■ **Task to complete**:
In the records below, quote word for word the part that opens with the line containing "# trace the outline of every instance of the stadium" and closes with the line containing "Outline every instance of the stadium roof.", including both of those lines.

----

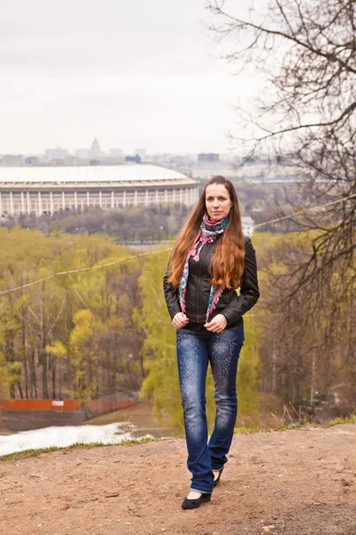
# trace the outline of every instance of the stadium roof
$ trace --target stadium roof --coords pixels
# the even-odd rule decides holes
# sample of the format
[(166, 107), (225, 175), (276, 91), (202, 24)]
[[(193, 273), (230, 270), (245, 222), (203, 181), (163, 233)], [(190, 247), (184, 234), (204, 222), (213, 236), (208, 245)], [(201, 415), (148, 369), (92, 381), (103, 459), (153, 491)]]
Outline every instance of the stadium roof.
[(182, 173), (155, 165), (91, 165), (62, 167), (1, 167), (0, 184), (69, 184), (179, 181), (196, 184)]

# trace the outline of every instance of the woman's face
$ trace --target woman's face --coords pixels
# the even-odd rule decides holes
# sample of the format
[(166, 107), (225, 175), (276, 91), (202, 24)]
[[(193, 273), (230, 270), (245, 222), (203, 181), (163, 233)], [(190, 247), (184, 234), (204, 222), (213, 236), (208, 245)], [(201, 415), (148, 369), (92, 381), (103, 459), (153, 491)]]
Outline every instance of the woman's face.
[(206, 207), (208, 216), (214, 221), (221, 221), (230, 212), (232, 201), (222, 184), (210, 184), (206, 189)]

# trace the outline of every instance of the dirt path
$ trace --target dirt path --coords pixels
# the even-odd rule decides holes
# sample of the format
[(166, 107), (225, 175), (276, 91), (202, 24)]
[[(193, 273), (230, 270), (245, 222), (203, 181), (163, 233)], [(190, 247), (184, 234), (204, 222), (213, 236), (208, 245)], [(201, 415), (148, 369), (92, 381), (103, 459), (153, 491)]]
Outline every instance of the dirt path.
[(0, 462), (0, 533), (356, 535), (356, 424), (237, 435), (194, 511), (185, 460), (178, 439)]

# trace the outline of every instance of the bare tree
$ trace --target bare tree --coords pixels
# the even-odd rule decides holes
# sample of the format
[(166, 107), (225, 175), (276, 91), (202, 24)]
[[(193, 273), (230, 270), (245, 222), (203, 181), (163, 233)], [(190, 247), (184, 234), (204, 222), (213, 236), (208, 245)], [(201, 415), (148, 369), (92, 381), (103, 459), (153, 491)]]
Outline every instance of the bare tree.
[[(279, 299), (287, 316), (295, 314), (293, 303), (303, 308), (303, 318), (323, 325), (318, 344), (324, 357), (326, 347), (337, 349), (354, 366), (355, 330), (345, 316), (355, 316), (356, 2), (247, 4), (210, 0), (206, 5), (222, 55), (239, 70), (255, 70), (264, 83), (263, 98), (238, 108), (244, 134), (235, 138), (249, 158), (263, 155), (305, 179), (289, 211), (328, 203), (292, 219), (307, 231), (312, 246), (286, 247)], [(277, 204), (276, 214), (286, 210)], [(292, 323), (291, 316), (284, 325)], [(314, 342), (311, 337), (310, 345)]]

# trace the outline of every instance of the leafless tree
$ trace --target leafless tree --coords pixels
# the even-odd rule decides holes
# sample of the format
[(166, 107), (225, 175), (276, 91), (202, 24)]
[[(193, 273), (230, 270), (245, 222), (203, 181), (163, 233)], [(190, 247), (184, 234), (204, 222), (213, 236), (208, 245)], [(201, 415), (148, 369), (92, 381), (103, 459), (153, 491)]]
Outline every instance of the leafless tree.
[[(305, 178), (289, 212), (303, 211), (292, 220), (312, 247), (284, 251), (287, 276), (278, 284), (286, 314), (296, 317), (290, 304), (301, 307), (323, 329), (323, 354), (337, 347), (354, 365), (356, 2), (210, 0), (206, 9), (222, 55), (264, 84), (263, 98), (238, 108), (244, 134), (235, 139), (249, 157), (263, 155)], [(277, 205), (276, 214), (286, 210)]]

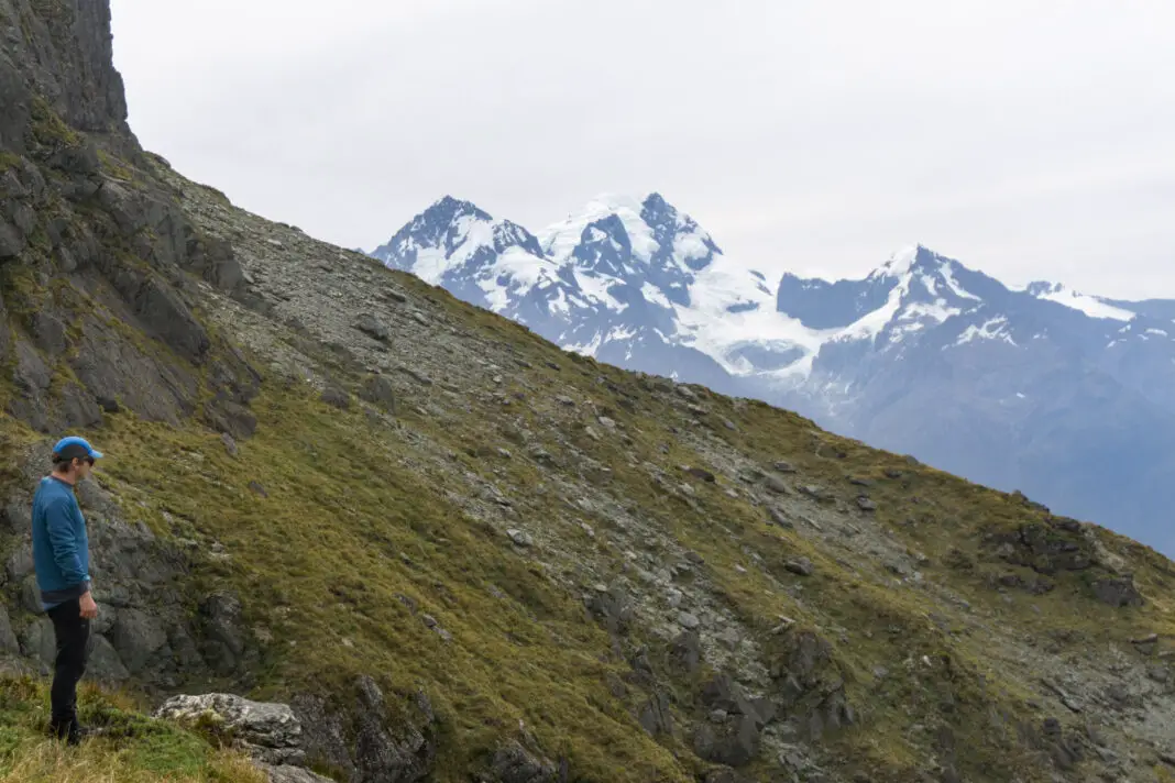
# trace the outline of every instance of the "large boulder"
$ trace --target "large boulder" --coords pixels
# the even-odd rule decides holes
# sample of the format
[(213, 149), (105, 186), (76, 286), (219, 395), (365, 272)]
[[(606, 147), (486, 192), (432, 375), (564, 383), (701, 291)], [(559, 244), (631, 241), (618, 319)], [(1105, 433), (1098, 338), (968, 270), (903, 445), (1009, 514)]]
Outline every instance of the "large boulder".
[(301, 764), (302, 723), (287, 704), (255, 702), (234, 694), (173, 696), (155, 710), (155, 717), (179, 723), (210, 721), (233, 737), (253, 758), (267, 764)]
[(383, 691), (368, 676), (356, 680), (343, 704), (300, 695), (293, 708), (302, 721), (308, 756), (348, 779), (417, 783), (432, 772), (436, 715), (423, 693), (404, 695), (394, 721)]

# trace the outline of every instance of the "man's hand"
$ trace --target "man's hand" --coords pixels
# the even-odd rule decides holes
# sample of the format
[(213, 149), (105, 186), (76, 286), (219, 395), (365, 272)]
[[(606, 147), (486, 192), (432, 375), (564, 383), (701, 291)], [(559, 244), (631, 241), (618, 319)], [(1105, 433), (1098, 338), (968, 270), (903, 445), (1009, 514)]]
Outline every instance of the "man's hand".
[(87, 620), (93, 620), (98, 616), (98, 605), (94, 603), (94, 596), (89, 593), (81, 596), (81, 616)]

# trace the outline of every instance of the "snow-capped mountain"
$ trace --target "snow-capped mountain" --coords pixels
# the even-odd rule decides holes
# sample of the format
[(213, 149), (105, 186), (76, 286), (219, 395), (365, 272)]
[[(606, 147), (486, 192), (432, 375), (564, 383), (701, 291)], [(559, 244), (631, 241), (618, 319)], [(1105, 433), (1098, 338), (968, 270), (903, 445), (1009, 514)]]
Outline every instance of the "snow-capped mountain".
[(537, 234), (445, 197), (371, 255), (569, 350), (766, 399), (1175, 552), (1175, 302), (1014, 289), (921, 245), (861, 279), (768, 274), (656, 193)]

----

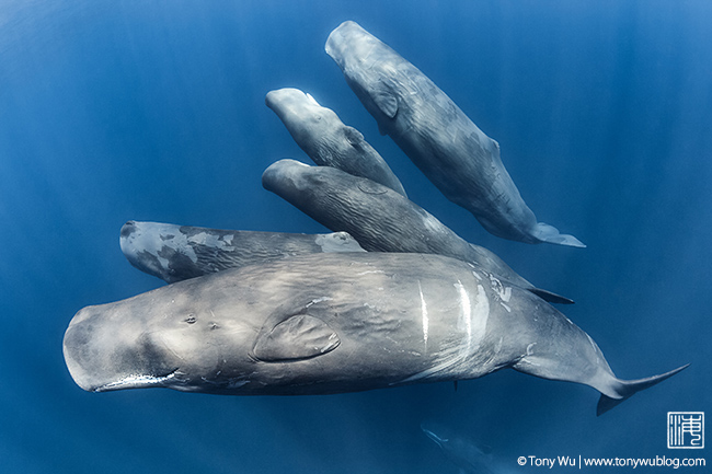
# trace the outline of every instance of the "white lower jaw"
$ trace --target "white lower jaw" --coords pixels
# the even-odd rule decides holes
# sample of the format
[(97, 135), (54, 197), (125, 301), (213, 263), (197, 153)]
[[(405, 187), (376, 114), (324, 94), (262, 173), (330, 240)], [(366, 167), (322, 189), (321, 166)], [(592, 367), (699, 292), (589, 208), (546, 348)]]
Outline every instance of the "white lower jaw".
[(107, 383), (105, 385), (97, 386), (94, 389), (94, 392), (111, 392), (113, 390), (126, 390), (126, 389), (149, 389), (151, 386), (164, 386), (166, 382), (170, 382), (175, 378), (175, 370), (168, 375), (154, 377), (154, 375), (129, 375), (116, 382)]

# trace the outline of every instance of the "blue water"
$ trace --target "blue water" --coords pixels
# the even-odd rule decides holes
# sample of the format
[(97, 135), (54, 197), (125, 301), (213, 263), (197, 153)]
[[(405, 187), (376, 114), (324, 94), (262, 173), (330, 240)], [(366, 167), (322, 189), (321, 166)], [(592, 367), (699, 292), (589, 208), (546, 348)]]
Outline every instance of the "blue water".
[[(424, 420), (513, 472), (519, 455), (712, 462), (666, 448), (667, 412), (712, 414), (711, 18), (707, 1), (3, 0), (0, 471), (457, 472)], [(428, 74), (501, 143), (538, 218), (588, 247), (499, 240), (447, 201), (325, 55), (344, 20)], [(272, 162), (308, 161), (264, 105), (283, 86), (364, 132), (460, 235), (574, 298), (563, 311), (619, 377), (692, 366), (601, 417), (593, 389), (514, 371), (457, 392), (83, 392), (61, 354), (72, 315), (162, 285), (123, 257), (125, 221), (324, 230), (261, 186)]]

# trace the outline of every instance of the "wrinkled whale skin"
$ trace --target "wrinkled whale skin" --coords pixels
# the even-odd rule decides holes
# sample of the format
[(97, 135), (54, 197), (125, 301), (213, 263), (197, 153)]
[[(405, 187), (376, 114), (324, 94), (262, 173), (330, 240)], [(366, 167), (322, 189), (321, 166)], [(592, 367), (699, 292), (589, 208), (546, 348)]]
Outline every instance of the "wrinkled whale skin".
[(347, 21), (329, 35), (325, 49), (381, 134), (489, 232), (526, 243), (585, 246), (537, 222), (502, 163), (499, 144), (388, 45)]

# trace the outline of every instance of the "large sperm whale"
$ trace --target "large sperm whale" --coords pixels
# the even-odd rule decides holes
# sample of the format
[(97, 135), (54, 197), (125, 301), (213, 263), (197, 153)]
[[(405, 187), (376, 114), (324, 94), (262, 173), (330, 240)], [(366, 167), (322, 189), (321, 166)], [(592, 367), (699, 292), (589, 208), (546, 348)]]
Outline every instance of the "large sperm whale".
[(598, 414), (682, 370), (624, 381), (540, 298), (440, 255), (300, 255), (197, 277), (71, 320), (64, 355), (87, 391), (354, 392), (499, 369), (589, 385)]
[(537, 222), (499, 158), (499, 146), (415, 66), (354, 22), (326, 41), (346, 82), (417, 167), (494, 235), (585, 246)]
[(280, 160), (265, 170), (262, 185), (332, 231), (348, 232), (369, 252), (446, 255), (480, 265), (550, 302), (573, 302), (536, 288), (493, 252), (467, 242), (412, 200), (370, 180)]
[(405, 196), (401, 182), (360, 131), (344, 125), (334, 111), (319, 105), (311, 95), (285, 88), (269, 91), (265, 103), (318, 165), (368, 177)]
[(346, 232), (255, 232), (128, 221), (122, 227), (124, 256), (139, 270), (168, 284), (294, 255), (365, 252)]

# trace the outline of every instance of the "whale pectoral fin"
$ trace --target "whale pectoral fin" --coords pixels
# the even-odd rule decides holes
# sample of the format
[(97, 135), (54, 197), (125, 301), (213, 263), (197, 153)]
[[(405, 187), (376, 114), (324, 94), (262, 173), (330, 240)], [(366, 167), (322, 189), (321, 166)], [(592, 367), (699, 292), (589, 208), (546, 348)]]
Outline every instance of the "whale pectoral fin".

----

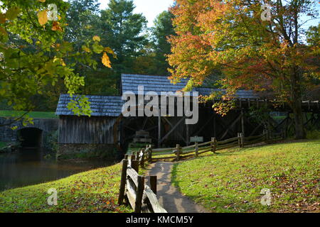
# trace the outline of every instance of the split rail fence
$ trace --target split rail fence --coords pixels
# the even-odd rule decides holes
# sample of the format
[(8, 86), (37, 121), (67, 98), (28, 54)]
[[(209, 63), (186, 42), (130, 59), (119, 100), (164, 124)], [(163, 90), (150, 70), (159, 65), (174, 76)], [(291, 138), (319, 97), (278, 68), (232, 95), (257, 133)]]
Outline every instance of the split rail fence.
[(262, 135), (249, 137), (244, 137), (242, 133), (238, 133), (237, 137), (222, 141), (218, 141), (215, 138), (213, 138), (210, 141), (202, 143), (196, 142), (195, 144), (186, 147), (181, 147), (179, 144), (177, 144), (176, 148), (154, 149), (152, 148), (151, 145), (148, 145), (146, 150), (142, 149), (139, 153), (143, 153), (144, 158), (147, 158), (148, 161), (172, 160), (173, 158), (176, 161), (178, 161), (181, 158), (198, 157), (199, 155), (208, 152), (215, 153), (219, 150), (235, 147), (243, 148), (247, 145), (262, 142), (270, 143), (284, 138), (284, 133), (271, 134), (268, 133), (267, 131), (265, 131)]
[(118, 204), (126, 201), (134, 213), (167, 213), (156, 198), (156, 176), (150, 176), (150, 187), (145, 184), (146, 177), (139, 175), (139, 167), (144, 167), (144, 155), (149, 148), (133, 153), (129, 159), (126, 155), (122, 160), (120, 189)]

----

■ **Solution**:
# trace the outline of every instance of the stadium roof
$ trace --target stadium roof --coords pixels
# the even-odd rule decides holes
# sample of the format
[(166, 107), (225, 175), (276, 91), (202, 24)]
[[(193, 273), (230, 270), (245, 222), (203, 181), (163, 233)], [(190, 247), (184, 234), (204, 222), (213, 236), (208, 245)], [(201, 415), (148, 369), (92, 381), (103, 459), (153, 491)]]
Outline every instance of the stadium roof.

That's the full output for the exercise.